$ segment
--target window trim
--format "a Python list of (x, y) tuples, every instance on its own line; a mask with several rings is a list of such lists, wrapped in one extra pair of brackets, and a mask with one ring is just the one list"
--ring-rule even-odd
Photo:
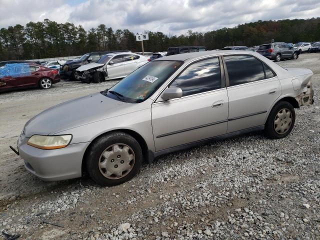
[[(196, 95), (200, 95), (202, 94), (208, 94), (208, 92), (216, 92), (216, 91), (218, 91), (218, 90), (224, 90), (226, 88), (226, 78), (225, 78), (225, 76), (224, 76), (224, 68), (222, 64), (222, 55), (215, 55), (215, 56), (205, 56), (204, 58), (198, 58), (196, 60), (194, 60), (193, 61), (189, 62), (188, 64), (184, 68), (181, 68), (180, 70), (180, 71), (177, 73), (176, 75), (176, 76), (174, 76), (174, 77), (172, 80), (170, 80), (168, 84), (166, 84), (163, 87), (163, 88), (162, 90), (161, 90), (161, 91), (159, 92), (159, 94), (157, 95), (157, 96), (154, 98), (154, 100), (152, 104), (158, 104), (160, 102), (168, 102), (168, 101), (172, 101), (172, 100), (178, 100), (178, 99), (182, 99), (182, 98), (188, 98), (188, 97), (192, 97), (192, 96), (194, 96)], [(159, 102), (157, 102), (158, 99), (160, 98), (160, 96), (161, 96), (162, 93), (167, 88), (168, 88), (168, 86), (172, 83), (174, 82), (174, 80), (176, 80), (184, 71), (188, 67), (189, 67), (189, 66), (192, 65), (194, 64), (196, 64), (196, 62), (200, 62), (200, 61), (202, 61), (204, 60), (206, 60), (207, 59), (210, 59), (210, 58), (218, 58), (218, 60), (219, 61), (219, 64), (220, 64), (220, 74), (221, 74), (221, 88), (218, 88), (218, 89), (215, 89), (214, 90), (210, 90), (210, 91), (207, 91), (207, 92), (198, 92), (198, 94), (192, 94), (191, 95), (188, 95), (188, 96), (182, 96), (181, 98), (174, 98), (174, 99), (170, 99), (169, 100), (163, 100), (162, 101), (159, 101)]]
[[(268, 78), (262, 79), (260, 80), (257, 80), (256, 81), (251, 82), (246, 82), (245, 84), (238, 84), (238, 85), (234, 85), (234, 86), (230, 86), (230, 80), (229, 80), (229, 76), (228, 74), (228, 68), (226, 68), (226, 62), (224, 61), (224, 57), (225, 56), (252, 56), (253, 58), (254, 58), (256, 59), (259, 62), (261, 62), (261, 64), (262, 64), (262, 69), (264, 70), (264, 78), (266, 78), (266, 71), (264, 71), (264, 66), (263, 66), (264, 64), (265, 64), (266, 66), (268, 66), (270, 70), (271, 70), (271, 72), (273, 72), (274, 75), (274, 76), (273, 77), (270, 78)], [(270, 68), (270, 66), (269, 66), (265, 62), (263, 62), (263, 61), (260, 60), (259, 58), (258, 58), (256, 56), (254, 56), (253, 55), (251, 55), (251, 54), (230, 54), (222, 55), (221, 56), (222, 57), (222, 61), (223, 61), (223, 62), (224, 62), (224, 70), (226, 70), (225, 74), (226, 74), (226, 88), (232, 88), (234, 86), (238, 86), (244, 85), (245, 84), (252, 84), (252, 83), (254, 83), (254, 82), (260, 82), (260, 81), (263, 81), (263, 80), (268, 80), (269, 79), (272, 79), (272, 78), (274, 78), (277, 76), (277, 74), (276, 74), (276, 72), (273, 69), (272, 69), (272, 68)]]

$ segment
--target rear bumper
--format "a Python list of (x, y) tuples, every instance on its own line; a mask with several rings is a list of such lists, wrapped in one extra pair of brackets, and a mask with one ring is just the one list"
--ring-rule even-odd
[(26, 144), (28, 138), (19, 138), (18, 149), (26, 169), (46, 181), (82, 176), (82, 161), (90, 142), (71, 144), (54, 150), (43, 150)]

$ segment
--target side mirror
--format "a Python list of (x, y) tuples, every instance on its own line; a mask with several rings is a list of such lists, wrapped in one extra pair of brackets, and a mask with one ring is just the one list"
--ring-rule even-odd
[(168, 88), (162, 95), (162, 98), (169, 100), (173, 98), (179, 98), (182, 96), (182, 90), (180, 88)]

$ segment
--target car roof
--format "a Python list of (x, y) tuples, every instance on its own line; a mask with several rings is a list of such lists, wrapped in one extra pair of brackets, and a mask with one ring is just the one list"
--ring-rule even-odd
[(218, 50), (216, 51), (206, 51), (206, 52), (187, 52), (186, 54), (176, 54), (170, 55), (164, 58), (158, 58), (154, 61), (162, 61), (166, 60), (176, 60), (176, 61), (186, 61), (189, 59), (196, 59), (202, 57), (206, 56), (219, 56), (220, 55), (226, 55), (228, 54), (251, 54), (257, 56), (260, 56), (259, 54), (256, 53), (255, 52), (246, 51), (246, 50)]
* * *
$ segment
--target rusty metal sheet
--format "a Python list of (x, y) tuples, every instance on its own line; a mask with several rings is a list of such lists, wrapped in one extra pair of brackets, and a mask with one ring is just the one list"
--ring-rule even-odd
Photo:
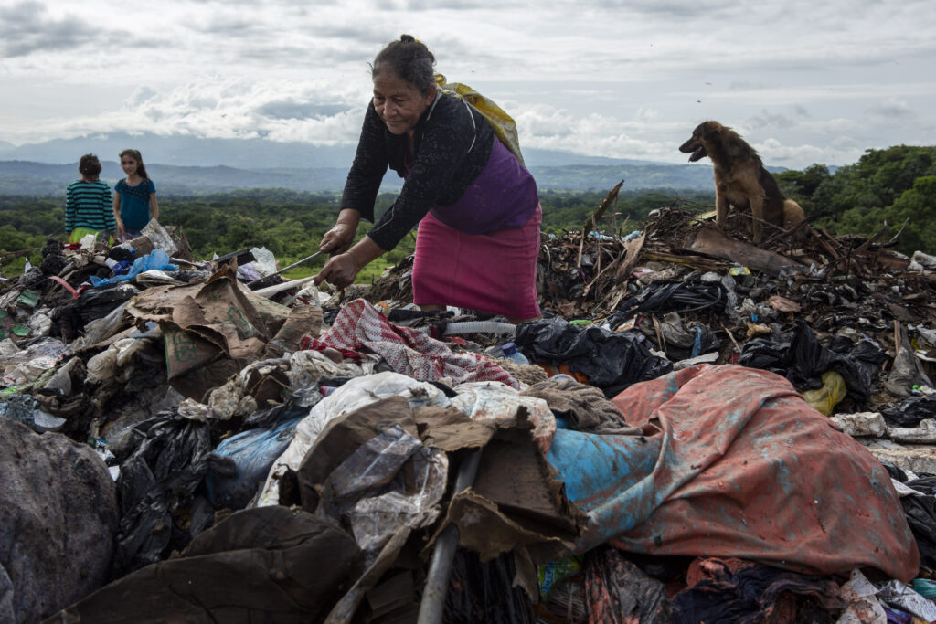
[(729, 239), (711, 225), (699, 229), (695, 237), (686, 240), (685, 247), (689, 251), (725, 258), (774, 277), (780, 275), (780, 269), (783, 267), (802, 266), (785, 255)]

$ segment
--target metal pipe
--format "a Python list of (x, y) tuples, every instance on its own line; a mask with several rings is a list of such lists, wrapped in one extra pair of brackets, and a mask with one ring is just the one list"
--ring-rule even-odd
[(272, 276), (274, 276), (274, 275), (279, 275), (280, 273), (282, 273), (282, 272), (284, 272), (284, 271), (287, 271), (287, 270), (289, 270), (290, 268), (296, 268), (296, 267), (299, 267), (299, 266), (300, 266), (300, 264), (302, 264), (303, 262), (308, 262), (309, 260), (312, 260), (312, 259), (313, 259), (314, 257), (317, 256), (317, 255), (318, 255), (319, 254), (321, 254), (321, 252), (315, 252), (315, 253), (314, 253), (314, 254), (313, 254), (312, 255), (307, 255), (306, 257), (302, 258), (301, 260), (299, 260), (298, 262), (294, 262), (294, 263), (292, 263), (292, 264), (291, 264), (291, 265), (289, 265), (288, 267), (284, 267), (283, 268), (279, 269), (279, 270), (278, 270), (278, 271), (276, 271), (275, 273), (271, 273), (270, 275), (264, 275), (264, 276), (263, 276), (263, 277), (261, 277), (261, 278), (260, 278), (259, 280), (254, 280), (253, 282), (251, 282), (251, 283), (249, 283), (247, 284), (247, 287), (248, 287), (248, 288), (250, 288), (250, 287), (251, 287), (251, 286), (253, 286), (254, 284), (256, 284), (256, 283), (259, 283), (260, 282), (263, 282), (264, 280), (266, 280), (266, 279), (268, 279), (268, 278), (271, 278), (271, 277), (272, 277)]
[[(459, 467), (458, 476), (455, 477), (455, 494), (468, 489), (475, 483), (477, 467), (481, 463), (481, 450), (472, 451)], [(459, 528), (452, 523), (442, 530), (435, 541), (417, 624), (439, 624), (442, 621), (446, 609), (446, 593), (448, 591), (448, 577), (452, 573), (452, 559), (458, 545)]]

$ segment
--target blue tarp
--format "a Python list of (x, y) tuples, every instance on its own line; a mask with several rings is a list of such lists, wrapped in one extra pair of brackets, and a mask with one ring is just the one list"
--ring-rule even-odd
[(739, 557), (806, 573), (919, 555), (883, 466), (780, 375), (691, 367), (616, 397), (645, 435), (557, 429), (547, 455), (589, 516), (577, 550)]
* * *
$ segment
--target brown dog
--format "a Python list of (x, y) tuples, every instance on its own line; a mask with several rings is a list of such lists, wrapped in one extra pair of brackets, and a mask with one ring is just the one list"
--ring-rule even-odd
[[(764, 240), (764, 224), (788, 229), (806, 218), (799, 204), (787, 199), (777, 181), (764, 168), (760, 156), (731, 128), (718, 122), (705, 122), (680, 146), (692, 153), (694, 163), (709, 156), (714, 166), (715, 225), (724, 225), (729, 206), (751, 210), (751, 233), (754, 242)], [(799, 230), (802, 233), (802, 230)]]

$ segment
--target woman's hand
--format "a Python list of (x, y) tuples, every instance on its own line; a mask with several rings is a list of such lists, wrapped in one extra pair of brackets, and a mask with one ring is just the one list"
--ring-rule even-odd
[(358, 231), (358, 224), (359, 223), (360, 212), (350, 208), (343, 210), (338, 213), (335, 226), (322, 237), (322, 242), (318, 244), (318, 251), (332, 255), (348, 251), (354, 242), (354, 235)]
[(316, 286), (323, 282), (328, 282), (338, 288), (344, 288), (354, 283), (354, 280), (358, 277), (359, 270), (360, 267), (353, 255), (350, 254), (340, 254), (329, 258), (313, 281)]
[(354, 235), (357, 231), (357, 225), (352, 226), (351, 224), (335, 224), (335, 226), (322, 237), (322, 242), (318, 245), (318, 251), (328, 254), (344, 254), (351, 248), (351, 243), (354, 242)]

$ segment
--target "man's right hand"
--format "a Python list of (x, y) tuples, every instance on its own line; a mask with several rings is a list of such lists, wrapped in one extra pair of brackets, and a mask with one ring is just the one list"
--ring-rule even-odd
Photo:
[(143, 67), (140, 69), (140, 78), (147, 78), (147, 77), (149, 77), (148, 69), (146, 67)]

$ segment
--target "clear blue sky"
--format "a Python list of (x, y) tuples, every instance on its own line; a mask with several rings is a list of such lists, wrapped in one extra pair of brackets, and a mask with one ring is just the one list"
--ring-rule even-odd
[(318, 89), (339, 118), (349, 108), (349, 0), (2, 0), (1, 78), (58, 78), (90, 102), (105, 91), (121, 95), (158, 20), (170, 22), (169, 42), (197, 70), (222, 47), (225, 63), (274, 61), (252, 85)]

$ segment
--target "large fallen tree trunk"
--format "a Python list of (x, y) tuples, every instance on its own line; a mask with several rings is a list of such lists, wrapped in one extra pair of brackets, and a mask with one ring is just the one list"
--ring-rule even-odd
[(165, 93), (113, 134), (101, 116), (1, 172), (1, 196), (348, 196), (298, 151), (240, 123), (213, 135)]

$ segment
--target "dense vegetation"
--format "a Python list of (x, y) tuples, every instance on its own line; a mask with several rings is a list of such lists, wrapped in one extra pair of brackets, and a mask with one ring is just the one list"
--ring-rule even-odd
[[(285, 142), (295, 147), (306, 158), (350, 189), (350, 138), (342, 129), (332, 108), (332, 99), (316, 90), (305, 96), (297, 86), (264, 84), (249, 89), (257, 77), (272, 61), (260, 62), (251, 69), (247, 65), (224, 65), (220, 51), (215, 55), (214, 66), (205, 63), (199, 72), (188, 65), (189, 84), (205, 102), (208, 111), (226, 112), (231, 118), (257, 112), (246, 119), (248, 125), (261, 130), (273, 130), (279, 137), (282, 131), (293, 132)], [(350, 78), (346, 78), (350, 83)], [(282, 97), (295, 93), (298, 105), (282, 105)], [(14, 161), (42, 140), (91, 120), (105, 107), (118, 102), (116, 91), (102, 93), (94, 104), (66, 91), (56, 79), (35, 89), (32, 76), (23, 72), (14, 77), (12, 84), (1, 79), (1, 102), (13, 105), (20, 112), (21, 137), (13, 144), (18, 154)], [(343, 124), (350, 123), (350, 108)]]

■ WRITTEN REQUEST
Pull out each line of the records above that contains the string "hand", matching case exactly.

■ SOLUTION FOR THIS EXERCISE
--target woman's hand
--target "man's right hand"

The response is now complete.